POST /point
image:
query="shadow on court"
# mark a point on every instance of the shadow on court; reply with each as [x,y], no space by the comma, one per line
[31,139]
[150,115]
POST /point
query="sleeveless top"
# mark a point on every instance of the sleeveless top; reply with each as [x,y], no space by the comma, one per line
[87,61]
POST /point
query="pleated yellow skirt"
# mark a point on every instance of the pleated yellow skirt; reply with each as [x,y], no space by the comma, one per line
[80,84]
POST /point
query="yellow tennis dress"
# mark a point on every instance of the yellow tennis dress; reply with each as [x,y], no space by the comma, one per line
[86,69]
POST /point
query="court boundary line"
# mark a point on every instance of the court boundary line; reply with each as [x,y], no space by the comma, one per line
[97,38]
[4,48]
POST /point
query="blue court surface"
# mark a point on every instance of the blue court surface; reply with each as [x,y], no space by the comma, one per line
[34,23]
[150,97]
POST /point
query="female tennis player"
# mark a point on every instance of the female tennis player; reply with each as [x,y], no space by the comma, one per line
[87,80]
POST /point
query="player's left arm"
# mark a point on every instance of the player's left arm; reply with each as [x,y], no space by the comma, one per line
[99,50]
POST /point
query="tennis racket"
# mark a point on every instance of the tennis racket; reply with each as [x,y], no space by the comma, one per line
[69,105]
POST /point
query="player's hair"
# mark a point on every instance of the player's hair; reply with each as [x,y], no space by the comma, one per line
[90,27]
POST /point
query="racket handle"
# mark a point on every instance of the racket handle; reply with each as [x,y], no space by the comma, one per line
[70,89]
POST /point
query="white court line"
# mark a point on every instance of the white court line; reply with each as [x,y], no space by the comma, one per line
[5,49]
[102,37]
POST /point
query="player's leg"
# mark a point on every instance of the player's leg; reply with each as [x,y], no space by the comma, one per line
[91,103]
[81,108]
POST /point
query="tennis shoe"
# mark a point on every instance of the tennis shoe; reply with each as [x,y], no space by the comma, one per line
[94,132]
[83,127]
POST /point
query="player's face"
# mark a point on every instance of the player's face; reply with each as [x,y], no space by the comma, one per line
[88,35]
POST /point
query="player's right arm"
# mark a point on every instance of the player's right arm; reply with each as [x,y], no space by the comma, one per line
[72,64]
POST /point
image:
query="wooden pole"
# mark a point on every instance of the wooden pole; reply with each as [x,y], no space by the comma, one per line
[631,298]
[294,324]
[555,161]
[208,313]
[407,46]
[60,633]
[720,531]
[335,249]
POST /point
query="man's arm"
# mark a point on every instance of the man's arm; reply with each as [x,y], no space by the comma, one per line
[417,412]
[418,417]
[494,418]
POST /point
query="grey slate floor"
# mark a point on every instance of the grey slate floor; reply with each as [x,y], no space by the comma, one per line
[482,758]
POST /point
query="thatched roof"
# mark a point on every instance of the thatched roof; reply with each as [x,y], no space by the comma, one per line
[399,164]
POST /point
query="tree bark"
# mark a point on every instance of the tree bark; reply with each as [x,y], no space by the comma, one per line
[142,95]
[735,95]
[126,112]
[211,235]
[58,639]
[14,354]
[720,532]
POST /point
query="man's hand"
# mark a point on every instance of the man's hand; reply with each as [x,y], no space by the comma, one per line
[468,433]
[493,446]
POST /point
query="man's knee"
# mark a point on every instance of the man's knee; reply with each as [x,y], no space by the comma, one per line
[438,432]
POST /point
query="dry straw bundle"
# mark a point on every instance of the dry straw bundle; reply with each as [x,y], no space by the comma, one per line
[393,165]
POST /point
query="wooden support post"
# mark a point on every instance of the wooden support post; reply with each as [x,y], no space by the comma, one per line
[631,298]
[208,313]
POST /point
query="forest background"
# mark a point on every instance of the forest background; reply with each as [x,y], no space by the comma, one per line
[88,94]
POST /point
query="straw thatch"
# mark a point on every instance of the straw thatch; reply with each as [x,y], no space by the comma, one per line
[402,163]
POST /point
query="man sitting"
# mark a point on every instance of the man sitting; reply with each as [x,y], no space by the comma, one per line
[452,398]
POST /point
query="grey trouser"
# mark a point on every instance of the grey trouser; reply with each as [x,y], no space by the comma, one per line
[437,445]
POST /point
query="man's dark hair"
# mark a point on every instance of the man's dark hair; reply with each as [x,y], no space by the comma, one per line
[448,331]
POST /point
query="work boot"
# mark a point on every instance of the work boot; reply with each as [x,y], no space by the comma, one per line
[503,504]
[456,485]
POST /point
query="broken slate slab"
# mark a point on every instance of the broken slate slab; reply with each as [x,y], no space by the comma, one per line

======

▶ [Prompt]: Your task is to write out every record exactly.

▶ [Response to this exercise]:
POST /point
image:
query="shadow on court"
# mark a point on every instance of the shadow on court; reply with each as [x,y], no space by the comma, one per line
[31,139]
[150,115]
POST /point
query="sleeveless top"
# mark a point on every instance of the sleeveless top; reply with each as [x,y], no space by the comma, one per line
[87,61]
POST /point
query="pleated yellow skirt"
# mark a point on every instance of the pleated yellow skirt; reply with each as [x,y], no space by the comma, one per line
[80,84]
POST /point
query="yellow tennis dress"
# mark a point on every instance of the yellow tennis dress; reply with each as [x,y], no space by the comma, one per line
[86,69]
POST /point
query="court boundary line"
# mark a point on every instance of the court boundary line; reply with each as [x,y], no space by the comma, one per line
[97,38]
[4,48]
POST /point
query="blue court surface"
# mark a point on every instance of the blue court surface; reply with each as [x,y], no space by the comma, one per line
[34,23]
[150,97]
POST /point
query="female tennis player"
# mark a point on every instance of the female tennis player; reply with each as [x,y], no space by the comma, one per line
[87,80]
POST /point
query="player's left arm"
# mark a point on every instance of the player's left arm; reply with each as [x,y], no space by the comma, one per line
[99,50]
POST /point
query="tennis racket"
# mark a point on every instance of the tennis racket; reply with each as [x,y], no space by the comma, one per line
[69,105]
POST /point
query="player's hair"
# mark a point on every instance of the player's hair; reply with each as [x,y], no space by the comma, one per line
[90,27]
POST /point
query="racket handle"
# mark a point on every instance of the racket handle; reply with each as [x,y], no space by the comma, one per line
[70,89]
POST /point
query="white court line"
# mark a point on every instance of the white court line; reply with each as [x,y], no space by the comma, one per line
[5,49]
[102,37]
POST /point
query="player's leg"
# mark a point on every instance of the player's leg; reply with each as [x,y], no space by the comma, one per line
[91,103]
[81,108]
POST /point
query="tennis shoe"
# mark a point on every instance of the tennis shoe; reply with each as [x,y], no space by the comma, one per line
[94,132]
[83,127]
POST /point
query="player's face"
# mark a point on every instance of the player's face; reply with each as [x,y], no space by the comma, one per line
[88,35]
POST /point
query="player's right arm"
# mark a point on every instance of the player's right arm; reply with each as [x,y], no space by the comma, one per line
[72,64]
POST /point
image:
query="wooden pole"
# mark a point on every instance of the wooden pole; reply with each as [x,y], no space by the comma, one per line
[631,298]
[294,324]
[555,161]
[208,313]
[407,46]
[60,633]
[720,531]
[335,249]
POST /point
query="man's arm"
# mark a point on every instance of the man's arm; reply with each as [x,y], no space by the comma, one per line
[417,412]
[418,417]
[494,418]
POST /point
query="grey slate floor"
# mark a point on every instance of the grey slate floor; reply with each as [x,y], no space by the comma, one per line
[482,758]
POST /point
query="thatched roof"
# mark a point on every instance of the thatched roof; reply with each as [x,y], no space by the comma, one per line
[399,164]
POST /point
query="tree bark"
# mark a point on every instance of the tree bark; reply with each as [x,y], no space by the comma, one per line
[142,95]
[735,95]
[126,112]
[211,235]
[58,639]
[14,354]
[720,532]
POST /point
query="man's hand"
# mark a point on every instance of the man's hand; reply with each as [x,y], no space by the comma, one per line
[468,433]
[493,446]
POST /point
query="man's knee"
# mark a point on every instance of the man's knee; reply with each as [x,y], no space by the comma, one per line
[438,432]
POST /point
query="dry straw bundle"
# mark a point on every instance of the dry straw bundle; reply with each as [x,y], no space by the comma, one per line
[393,165]
POST /point
query="wooden support post"
# mark a point on every instance of the wooden support post; reply with each as [x,y], no space by the comma, one per line
[631,298]
[208,313]
POST /point
query="forest background"
# mark a point on every instance of the forest background; reply with each as [x,y], no space by the comma, one per line
[88,94]
POST /point
query="straw thatch"
# mark a point on every instance of the straw thatch; reply with each as [x,y], no space by the comma, one per line
[402,163]
POST /point
query="man sitting"
# mark a point on every instance of the man sitting; reply with each as [x,y], no space by the comma, one per line
[452,398]
POST /point
query="grey trouser"
# mark a point on every instance of the grey trouser; reply with each as [x,y], no space by the comma, one per line
[437,445]
POST /point
query="man's dark hair"
# mark a point on every instance of the man's dark hair; reply with each as [x,y], no space by the comma, one per line
[448,331]
POST /point
query="work boot"
# mark a point on every instance of the work boot; reply with each as [x,y], no space by the comma, one per line
[503,504]
[456,485]
POST /point
query="broken slate slab"
# mark a point on every instance of the broken slate slab; reply with each as [x,y], no space by the comma, one per line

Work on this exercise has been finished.